──────── Listed records

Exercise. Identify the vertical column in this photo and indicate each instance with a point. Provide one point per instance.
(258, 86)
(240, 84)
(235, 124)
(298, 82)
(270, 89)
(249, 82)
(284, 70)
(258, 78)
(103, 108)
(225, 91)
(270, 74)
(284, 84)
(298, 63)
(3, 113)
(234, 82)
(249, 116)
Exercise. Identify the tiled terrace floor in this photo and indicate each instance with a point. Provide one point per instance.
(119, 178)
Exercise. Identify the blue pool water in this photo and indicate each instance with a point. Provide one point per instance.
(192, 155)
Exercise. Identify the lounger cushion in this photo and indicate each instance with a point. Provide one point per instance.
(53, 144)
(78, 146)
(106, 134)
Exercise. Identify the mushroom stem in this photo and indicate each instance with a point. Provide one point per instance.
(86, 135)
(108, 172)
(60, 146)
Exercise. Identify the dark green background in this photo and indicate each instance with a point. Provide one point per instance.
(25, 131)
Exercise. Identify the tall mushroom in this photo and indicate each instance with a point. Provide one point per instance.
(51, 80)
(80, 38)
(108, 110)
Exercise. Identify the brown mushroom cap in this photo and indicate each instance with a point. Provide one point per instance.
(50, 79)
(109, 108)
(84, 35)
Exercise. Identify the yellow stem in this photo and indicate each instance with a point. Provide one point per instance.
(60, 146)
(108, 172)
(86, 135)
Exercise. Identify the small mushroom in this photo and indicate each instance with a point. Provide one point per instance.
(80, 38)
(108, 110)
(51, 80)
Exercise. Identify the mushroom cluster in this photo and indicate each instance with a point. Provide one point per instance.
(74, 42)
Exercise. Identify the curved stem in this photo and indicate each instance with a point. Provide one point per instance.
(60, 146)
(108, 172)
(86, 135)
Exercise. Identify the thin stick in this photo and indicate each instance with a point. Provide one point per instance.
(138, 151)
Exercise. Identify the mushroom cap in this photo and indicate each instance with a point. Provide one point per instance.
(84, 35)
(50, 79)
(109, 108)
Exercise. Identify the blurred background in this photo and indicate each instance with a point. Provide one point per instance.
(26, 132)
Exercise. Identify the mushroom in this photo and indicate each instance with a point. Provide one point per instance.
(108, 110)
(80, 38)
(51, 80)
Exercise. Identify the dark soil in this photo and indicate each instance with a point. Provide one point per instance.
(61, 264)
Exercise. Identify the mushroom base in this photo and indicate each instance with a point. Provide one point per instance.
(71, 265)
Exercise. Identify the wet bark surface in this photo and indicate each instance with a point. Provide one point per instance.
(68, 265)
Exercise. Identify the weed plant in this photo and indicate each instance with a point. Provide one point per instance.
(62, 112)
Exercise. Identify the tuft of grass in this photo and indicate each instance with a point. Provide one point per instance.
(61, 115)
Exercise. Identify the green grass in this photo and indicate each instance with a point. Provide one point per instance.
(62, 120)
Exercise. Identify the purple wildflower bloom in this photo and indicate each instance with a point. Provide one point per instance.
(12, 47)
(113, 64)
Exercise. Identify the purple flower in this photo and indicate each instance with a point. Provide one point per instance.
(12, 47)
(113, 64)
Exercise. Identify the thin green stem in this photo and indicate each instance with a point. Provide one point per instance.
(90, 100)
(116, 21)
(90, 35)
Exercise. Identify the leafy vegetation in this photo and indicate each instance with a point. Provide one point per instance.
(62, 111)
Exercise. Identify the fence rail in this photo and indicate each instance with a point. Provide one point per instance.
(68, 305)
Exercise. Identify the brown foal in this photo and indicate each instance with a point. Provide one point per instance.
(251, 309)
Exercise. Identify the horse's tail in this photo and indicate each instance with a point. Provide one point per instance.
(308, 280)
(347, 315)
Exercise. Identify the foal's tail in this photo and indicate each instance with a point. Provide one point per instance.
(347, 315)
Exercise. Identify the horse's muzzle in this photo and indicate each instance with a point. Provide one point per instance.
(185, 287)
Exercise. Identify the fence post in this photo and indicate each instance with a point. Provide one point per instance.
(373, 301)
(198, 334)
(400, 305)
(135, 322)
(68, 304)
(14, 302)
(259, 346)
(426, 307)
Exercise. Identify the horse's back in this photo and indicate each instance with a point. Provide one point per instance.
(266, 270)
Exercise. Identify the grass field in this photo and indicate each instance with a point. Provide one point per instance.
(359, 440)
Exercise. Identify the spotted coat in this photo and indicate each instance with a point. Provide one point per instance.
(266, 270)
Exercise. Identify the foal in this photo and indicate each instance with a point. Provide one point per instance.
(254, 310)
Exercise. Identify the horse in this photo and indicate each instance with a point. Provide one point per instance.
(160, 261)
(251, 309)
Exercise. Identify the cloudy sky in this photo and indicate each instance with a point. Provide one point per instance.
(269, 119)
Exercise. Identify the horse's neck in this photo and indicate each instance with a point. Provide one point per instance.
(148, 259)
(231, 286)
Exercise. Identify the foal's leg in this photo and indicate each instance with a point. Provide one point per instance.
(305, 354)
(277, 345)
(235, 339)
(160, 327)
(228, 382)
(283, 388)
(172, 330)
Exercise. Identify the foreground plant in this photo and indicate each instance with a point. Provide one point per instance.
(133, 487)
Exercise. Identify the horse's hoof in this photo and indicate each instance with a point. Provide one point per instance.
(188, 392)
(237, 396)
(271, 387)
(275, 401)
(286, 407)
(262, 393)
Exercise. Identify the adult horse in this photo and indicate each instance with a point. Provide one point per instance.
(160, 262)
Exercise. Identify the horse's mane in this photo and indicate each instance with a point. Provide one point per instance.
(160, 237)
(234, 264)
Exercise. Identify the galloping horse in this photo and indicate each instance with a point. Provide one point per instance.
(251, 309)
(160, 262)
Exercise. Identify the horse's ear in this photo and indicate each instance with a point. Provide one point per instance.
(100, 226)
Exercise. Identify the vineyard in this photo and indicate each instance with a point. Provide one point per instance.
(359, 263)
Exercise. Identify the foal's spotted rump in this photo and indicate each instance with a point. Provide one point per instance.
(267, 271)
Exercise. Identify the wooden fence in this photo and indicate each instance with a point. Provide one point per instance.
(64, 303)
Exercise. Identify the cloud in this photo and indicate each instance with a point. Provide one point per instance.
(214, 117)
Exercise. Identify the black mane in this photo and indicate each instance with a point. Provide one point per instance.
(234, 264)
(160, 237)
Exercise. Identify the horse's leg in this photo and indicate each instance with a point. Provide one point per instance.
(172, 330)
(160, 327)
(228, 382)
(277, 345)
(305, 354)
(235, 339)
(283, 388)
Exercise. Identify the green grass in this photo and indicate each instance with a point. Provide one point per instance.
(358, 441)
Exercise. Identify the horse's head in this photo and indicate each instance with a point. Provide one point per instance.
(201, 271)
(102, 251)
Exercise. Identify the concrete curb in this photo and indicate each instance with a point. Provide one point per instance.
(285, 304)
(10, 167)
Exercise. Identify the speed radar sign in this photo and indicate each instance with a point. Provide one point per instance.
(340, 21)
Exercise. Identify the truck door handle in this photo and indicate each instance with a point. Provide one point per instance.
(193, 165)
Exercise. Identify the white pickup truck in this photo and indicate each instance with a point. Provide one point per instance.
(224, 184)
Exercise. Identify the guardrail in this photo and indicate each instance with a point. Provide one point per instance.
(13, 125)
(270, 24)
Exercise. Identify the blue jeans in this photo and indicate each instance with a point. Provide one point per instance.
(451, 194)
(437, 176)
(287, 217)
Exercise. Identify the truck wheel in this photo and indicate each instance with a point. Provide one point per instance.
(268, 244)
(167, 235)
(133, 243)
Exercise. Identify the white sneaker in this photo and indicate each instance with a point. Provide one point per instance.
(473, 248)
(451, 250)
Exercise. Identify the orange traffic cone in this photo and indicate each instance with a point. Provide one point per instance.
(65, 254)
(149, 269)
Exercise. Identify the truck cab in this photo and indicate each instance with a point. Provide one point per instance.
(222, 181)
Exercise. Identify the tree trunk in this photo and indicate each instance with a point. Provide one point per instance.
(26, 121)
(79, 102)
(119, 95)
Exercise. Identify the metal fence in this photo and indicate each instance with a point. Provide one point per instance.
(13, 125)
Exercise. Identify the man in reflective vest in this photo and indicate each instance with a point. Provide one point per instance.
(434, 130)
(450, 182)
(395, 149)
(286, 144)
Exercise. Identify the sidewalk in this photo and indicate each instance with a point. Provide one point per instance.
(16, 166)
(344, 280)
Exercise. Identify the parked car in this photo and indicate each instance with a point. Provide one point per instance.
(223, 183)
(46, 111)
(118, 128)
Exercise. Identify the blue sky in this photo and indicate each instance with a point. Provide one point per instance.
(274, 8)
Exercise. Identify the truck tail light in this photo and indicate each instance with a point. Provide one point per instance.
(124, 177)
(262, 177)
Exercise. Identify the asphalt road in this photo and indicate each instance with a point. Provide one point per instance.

────────────────

_To do_
Starting from the line holding "Exercise. Identify the truck cab", restate the remaining lines of the data word for word, including the last.

_Written reply_
Exercise. Identify the truck cab in this photo and indicate each instance with a point. Provide one point per instance.
(222, 181)
Exercise. Identify the tree trunk in this photo and indicate each instance with a point. Provide one point per instance.
(26, 121)
(79, 102)
(119, 95)
Exercise. Identify the metal fence in this photo and indicate each instance with a point. Provide one point per instance.
(13, 125)
Exercise. Identify the man in reflective vest in this photo and indicate each instance with a point. Provide one point per instance.
(434, 130)
(450, 182)
(395, 149)
(286, 144)
Exercise. Identify the sidewalk in this photo and indicate each instance with a point. Provide one point per instance.
(16, 166)
(344, 280)
Exercise. Identify the parked car in this photo and indicate each instance with a point. Provide one point per instance.
(223, 183)
(46, 111)
(118, 128)
Exercise. Identify the blue sky in this photo and indicate each instance with a point. Provide one point per instance.
(274, 8)
Exercise. Identify the truck tail light in this photo and indicate each instance with a point. Provide one point per instance.
(124, 177)
(262, 177)
Exercise. Identify the asphalt road in this photo and indicate each instance with a point. Provide one point per instance.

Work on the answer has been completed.